Task requirements >>
Put the rows below, from the line containing "Q: Find one point on every instance of the throw" through the end of the rows, into a Markdown table with the columns No. and Line. Number each line and leave out blank lines.

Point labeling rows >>
## Start

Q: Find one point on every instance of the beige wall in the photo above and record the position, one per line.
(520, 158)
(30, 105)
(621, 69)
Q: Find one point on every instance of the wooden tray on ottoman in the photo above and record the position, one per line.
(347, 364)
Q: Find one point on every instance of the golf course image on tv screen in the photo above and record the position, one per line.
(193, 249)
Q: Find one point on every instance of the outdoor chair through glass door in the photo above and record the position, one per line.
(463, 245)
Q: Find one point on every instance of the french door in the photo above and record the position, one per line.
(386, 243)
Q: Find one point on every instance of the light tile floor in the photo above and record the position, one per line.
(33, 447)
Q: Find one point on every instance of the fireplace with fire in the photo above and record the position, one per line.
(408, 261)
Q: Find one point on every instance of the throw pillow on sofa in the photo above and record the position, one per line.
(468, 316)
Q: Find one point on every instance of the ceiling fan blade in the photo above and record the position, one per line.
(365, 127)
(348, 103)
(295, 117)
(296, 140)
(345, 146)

## End

Answer to this problem >>
| No. | Line |
|---|---|
| 1 | Q: Find one point on every instance of the throw pillow on sofa in the photo above and record the position, one per line. |
| 2 | (468, 316) |
| 3 | Q: Find one point on every instance of the ceiling fan blade in the photo above and record the position, one per line. |
| 4 | (365, 127) |
| 5 | (348, 103) |
| 6 | (295, 117) |
| 7 | (296, 140) |
| 8 | (345, 146) |